START DATA

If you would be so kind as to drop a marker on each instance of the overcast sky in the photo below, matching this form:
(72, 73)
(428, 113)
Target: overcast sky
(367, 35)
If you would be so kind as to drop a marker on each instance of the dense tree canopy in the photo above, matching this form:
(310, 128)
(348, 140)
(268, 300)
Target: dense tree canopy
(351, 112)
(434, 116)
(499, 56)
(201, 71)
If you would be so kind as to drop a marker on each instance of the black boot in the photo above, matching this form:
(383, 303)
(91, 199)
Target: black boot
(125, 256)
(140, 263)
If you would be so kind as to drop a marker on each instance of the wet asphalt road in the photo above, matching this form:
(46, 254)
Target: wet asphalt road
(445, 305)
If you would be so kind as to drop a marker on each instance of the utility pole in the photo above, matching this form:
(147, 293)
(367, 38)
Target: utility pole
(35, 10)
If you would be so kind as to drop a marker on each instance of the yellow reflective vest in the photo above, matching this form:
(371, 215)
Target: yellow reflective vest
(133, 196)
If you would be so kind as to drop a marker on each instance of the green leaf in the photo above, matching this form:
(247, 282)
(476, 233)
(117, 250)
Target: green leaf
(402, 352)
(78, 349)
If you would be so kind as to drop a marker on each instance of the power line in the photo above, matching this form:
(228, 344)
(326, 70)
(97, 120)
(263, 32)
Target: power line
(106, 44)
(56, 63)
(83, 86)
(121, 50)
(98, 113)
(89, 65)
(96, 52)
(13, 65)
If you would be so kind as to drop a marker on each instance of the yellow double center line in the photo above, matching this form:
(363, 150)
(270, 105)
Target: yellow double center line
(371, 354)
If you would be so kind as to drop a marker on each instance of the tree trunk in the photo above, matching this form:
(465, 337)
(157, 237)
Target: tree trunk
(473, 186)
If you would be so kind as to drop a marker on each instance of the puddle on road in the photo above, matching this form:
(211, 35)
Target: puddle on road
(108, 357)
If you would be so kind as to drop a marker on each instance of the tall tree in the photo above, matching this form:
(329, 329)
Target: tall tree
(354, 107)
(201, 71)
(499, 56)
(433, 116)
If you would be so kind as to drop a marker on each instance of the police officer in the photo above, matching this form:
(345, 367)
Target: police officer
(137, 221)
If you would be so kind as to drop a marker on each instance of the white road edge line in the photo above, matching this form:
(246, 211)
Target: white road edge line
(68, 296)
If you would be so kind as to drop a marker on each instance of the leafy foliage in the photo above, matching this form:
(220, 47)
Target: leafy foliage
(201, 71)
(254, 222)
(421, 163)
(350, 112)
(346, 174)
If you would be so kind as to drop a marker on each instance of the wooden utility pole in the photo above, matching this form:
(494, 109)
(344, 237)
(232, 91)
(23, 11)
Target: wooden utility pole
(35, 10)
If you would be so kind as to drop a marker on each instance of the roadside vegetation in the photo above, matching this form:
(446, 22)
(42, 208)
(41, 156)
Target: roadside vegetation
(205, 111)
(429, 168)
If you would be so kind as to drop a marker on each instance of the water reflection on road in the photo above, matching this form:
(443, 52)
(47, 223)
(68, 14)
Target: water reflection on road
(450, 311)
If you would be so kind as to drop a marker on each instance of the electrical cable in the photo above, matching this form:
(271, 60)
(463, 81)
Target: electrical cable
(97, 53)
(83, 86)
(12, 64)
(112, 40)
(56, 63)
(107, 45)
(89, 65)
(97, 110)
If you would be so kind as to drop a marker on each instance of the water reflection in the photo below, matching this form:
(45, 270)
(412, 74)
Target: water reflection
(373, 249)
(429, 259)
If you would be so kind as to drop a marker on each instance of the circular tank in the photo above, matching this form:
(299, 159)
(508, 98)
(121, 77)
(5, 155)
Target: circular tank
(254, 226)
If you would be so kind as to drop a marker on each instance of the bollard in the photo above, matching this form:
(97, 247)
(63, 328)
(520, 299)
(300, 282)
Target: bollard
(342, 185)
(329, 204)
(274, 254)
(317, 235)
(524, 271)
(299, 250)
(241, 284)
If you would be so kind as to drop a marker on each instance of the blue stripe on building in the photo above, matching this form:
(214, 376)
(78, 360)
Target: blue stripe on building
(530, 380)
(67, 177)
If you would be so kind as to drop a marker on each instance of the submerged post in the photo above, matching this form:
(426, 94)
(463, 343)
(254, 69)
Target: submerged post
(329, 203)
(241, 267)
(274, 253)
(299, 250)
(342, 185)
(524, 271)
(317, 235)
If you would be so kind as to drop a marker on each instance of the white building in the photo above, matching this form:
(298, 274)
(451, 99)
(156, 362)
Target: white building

END DATA

Write out every entry again exactly, please, with nothing missing.

If you would be so kind as to drop a marker on each instance of the overcast sky in the photo below, matching this form:
(72, 73)
(428, 113)
Target: overcast sky
(367, 35)
If you would be so kind as to drop a marker on each instance of the dense tree canopy in the photo above, matching this form:
(310, 128)
(348, 140)
(268, 300)
Target: dense tree canopy
(351, 112)
(434, 116)
(499, 56)
(201, 71)
If you would be so kind as to drop a marker on each instance of the black boot in the photo above, matching this form:
(383, 303)
(91, 199)
Target: black boot
(125, 256)
(140, 263)
If you would be so kind as to drop a marker on each instance of the wet asphalt road in the photo above, matching this form:
(46, 254)
Target: wet asphalt road
(445, 305)
If you would be so kind as to drop a marker on each instance of the utility pole in the photo above, matching this form:
(147, 293)
(367, 38)
Target: utility pole
(35, 10)
If you would be so kind as to drop a marker on each instance of the yellow reflective vest in the photo above, matching this form:
(371, 215)
Target: yellow reflective vest
(133, 196)
If you would be so kind as to drop a marker on each instance of the green leaf in the photo above, matching this form:
(247, 282)
(476, 233)
(117, 250)
Target: green leaf
(402, 352)
(78, 349)
If you would be so kind as to drop a marker on each instance of the power line in the photo above, matching this form:
(228, 344)
(326, 70)
(97, 120)
(263, 32)
Target: power line
(106, 44)
(56, 63)
(83, 86)
(121, 50)
(98, 113)
(89, 65)
(96, 52)
(13, 65)
If you would be so kind as to drop a marker on each instance of the yellow double center line in the photo above, matching this form:
(363, 150)
(270, 105)
Target: yellow double center line
(371, 354)
If you would be so kind as to drop a marker on each instance of the tree trunk in the photo above, matching this form:
(465, 337)
(157, 237)
Target: tree trunk
(473, 186)
If you would be so kind as to drop a marker on each instance of the puddle on road in the photo above, matching this form:
(211, 35)
Target: puddle on road
(108, 357)
If you would be so kind as to drop a marker on each instance of the tall tree in the photo above, matching this form:
(329, 329)
Target: tall tree
(354, 107)
(201, 71)
(499, 56)
(433, 116)
If you would be so kind as to drop a marker on each instance of the police officer in the photo above, matching this form:
(345, 367)
Target: police officer
(137, 221)
If you would be so kind as to drop a marker on each instance of the white road edge line in the photo above, matching this form:
(246, 211)
Target: white road edge line
(68, 296)
If you would be so kind as to drop a marker on each instance of the leafy foliage in the photo above, matching this form:
(220, 47)
Target: leafy foliage
(201, 71)
(254, 222)
(421, 163)
(350, 112)
(346, 174)
If you would be so kind as to drop a marker on each instance of the wooden utility pole in the photo above, matching this form:
(494, 109)
(344, 237)
(232, 91)
(23, 11)
Target: wooden utility pole
(35, 10)
If you would be so kind as to drop a marker on each instance of the roadside vegetation in the photo above, matching this form:
(446, 22)
(42, 208)
(41, 156)
Target: roadside vegetation
(205, 111)
(429, 168)
If you would be so kind as to drop a marker on each instance of the water reflection on road in the photo above, matching this form:
(443, 52)
(47, 223)
(68, 14)
Target: water reflection on road
(450, 311)
If you would be so kind as to drop a marker on each instance of the electrical cable in the photo above, matching this form:
(271, 60)
(463, 81)
Target: electrical cable
(97, 53)
(83, 86)
(12, 64)
(112, 40)
(56, 63)
(107, 45)
(89, 65)
(97, 110)
If you would be so kind as to drop a marker on each instance of the water reflection in the photo below, matching this form:
(45, 270)
(412, 74)
Target: water reflection
(373, 249)
(429, 259)
If you would be so kind as to drop a marker on each instance of the circular tank in the photo above, matching this form:
(299, 159)
(508, 98)
(121, 77)
(5, 155)
Target: circular tank
(254, 226)
If you would be so kind as to drop a marker on each instance of the bollard in the photo above, matching this form:
(97, 247)
(63, 328)
(520, 299)
(300, 282)
Target: bollard
(342, 185)
(329, 204)
(274, 254)
(317, 235)
(524, 271)
(299, 250)
(241, 284)
If you would be so kind as to drop a marker on each instance of the blue stripe on building in the photo above, matching this form:
(214, 376)
(78, 360)
Target: blue stripe on building
(530, 380)
(67, 177)
If you would be so kind as to drop a marker on each instance of the submerged post in the photo above, matching this form:
(426, 94)
(463, 343)
(254, 69)
Target: submerged post
(329, 203)
(241, 267)
(274, 253)
(299, 250)
(342, 185)
(524, 271)
(317, 235)
If you would be so kind as to drop a marker on each instance of the white building in the photo above, matching this form:
(298, 274)
(451, 99)
(156, 362)
Target: white building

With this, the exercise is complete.